Thanks. That was the eulogy i needed.

Teresa Gilman

What a sadness that he's gone. My heart hurts today.

Your eulogy at lest touches this.

FA

Miss Bliss

I adore you. Who else but you would have connected Spalding Gray to David Foster Wallace. I do understand why you would throw Dave Eggers in there but 826 Valencia is why I do not worry for him.

Suicide makes me angry, so deeply angry that it can bring me to tears...and you know that doesn't happen much. Sometimes I think our greatest fear and our deepest pain is that no one truly sees us.

Well done.

Jacob Russell

What are we assuming when we find that we are angry, and our anger is directed at another person? What are we not saying? About how much power we have over our lives? About how little power we may find we have when overtaken by waves of manic energy or when our legs and arms and heart, the very power to imagine ourselves anywhere else or in any other condition--are shackled as in iron?

## Entries provided
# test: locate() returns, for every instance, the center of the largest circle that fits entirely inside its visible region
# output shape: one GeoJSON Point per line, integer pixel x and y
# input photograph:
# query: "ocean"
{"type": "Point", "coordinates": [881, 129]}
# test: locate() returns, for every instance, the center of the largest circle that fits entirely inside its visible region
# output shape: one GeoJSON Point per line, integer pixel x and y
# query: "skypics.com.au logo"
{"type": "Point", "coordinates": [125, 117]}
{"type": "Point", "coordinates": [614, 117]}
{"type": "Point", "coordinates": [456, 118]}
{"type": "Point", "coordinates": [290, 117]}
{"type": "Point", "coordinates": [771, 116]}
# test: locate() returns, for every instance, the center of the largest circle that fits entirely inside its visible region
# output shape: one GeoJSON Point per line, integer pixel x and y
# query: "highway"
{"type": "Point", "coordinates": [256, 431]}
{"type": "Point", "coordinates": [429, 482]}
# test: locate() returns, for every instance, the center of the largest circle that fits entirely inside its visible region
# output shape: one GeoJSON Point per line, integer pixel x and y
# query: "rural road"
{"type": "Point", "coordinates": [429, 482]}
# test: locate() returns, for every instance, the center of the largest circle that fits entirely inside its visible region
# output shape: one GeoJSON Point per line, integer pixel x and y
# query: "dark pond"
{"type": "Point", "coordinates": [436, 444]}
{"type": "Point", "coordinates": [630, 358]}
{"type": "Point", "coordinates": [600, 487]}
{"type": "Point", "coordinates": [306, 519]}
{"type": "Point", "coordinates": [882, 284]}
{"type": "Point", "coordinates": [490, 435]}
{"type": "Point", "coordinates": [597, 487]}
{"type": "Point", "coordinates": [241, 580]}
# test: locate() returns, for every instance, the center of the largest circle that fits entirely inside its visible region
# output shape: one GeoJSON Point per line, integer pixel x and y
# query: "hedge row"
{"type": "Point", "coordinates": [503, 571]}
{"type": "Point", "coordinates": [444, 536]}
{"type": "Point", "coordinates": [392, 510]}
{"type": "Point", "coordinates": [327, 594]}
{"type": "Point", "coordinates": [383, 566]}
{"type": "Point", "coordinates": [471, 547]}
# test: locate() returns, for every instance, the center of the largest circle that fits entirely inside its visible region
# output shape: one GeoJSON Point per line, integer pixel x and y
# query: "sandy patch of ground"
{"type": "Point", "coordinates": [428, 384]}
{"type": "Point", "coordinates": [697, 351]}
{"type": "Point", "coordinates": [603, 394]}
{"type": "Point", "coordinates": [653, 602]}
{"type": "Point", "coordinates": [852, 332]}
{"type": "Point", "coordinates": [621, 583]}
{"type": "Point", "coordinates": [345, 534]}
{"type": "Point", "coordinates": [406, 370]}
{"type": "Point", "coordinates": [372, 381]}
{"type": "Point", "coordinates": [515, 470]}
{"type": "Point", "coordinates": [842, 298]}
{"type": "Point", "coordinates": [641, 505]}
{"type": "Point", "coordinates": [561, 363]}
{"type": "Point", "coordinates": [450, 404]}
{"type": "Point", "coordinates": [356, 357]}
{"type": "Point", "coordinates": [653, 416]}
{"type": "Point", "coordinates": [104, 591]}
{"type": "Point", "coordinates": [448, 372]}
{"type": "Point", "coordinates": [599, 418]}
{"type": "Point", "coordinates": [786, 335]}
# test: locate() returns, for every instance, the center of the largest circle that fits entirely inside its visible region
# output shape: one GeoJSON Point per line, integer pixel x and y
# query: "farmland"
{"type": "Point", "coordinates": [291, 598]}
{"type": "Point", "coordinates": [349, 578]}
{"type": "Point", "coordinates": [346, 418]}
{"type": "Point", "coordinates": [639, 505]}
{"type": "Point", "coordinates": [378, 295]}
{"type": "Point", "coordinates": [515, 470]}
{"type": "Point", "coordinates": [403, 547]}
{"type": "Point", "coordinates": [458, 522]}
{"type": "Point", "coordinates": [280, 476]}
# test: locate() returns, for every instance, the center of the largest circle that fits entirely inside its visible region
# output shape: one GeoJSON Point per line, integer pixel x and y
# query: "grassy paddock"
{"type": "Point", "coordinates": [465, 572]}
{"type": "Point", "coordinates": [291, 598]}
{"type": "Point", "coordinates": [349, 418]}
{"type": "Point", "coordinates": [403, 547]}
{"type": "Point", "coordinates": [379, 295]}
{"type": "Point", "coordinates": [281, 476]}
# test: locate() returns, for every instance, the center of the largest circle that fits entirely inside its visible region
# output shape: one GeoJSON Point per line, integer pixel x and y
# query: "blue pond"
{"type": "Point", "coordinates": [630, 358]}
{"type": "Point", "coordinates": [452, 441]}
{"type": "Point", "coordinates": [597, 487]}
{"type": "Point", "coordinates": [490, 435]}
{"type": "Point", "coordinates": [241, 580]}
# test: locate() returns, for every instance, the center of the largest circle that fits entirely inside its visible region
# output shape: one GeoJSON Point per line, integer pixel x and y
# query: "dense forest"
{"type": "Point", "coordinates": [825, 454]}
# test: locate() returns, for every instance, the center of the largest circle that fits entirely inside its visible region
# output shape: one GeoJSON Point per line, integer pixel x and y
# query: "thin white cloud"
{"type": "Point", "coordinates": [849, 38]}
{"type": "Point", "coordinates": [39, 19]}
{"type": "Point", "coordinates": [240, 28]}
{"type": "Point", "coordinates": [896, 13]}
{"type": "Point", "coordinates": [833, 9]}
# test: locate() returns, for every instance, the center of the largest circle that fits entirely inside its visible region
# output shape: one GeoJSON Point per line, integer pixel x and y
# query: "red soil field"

## Set of tasks
[A] In the comment thread, which writer does Miss Bliss say she does not worry for because of 826 Valencia?
[B] Repeat the part of the comment thread that opens with the words containing "I adore you." and closes with "worry for him.".

## Answers below
[A] Dave Eggers

[B]
I adore you. Who else but you would have connected Spalding Gray to David Foster Wallace. I do understand why you would throw Dave Eggers in there but 826 Valencia is why I do not worry for him.